STATED PROBLEM: Reproduce each of the following entries word for word, with no changes.

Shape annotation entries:

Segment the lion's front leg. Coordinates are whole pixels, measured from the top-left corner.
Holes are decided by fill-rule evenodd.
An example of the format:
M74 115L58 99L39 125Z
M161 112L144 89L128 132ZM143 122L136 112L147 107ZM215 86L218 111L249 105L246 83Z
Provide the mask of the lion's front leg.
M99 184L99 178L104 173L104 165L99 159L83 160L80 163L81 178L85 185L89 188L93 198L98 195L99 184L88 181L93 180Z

SOLUTION FOR THIS PROBLEM:
Segment the lion's front leg. Coordinates are whole pixels, measured from the top-left corner.
Holes are decided by fill-rule evenodd.
An example of the format:
M74 115L58 99L39 125Z
M161 112L144 89L128 132ZM143 122L136 112L147 107ZM215 86L218 111L249 105L246 83Z
Provide the mask of the lion's front leg.
M99 184L99 178L104 173L104 165L99 159L83 160L80 163L81 178L85 185L89 188L93 198L98 195L99 184L88 181L93 180Z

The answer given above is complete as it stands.